Die Buchungszeile auf dem Kontoauszug der Buchung über mehr als 24.000 Euro an die Donau Versicherung lautet „Lebensversicherung“, für den ehemaligen Wirtschaftsbunddirektor Walter Natter. Mit Kuli durchgestrichen. Gemeinderatswahl 2015 daneben geschrieben. Passt.
Dass er ein Luxusauto, das nach einem Jahr mit 50.000 Euro in den Büchern steht, offenbar als Mitgift in die Pension bekam, monieren die Prüfer ebenso wie ein Darlehen von 250.000 Euro, das man Jürgen Kessler offenbar ohne jede Sicherheit als Unterstützungsleistung für einen Grundstückskauf gegeben hat. Daneben frivole Provisionsvereinbarungen für die gekeilten Inserate, die – vergessen wir das nicht – auch von Landesunternehmen wie der Hypobank in jeder Ausgabe geschaltet wurden.
Jeder Handelsschüler weiß, dass es keine Buchung ohne Beleg gibt. Beim Wirtschaftsbund der Wirtschaftspartei ÖVP fanden die Prüfer eine Buchhaltung per Ersatzbeleg, Selbstentnahmen, Umgehungen (Überweisung an die Gattin eines Wirtschaftskammerfunktionärs, der nebenher für den Wirtschaftsbund arbeitete) lässt uns fassungslos zurück. Dazwischen zig Ersatzbelege für die Fütterung von mutmaßlichen Schwarzkassen in den Büros der ÖVP-Wirtschaftslandesräte Karl Heinz Rüdisser und Marco Tittler. Die ÖVP sagt „Verfügungsmittel“ dazu.
Es ging nicht bloß um eine Lebensversicherung für den Wirtschaftsbunddirektor. Der Wirtschaftsbund ist und war die Lebensversicherung der Vorarlberger ÖVP und damit auch von Landeshauptmann Markus Wallner. Das beweist auch, dass die Finanzermittler sich laut den VN vorliegenden Akten keine Sorgen um die Eintreibbarkeit einer Forderung machen. Fünf Millionen habe der Wirtschaftsbund angehäuft, stellen sie fest. Ein frivoler Partei- und Funktionärs-Bankomat. Finanziert aus Landesgeld, Inseratenkeilerei – aber auch 100-Euro-Mitgliedsbeiträgen von braven Mitgliedern, die an eine Wirtschaftslobby-Organisation, an eine Vertretung ihrer Interessen glaubten: Buchungszeilen von Frisiersalons und KMU, die nichts von Provisionsvereinbarungen für Funktionäre wussten. Das Geld in Funktionärstaschen war auch ihr Geld, unser Geld.

▶ [Bereitgestellte Daten]:

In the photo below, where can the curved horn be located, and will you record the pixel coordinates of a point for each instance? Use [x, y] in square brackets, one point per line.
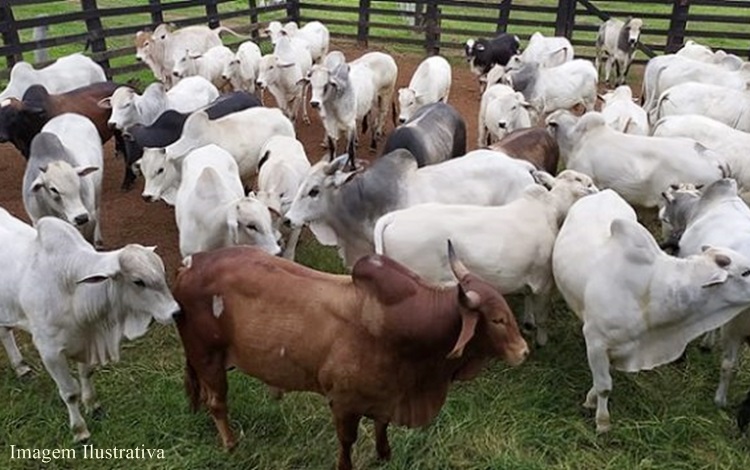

▶ [Ihre Aufgabe]:
Beantworten Sie anhand des zitierten Textes diese Fragen:
1. Wie hoch war das Darlehen, das Jürgen Kessler erhalten hat?
2. In den Büros welcher zwei ÖVP-Wirtschaftslandesräte werden mutmaßliche Schwarzkassen vermutet?
3. Wie viel Geld hat der Wirtschaftsbund laut den Finanzermittlern angehäuft?
Die Daten stehen in keinem Zusammenhang mit dem zitierten Text.

▶ [Die Antwort]:
1. 250.000 Euro
2. Karl Heinz Rüdisser und Marco Tittler
3. Fünf Millionen